■ Record excerpts

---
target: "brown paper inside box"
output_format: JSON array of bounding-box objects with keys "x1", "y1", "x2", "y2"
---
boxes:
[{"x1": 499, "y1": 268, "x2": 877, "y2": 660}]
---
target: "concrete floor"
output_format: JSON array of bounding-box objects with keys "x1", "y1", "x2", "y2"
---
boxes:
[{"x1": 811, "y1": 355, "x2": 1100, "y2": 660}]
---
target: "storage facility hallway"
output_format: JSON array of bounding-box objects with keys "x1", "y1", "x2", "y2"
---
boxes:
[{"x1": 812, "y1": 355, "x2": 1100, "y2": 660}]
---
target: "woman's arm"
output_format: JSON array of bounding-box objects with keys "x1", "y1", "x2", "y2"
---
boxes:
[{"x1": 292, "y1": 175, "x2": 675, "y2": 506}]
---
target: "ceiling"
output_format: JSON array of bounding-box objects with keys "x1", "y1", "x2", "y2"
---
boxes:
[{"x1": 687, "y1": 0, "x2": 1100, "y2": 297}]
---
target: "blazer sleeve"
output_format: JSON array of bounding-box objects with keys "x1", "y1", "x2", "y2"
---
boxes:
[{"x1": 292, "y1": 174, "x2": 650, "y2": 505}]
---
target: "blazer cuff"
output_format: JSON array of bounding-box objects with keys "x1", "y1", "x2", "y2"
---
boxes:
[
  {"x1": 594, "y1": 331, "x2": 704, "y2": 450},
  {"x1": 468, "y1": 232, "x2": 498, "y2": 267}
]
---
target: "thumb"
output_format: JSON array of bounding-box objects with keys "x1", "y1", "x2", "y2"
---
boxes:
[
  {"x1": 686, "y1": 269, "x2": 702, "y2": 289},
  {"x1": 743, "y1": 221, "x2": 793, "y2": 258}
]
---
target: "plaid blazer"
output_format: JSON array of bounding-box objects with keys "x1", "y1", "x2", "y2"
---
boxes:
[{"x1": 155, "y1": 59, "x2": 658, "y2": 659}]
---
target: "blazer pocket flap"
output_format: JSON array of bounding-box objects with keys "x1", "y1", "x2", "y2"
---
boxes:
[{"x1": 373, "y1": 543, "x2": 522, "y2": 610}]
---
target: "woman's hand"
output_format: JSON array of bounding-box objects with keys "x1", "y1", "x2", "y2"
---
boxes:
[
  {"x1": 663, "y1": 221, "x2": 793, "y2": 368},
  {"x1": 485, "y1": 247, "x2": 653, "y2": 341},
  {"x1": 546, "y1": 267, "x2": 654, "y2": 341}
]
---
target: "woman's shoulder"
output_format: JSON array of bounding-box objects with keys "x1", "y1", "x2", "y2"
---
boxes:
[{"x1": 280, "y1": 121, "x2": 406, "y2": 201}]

■ Try it
Read the listing line by line, and copy each line in which the word "woman" is found.

■ Task result
target: "woman's arm"
target: "woman's hand"
target: "woman's shoulder"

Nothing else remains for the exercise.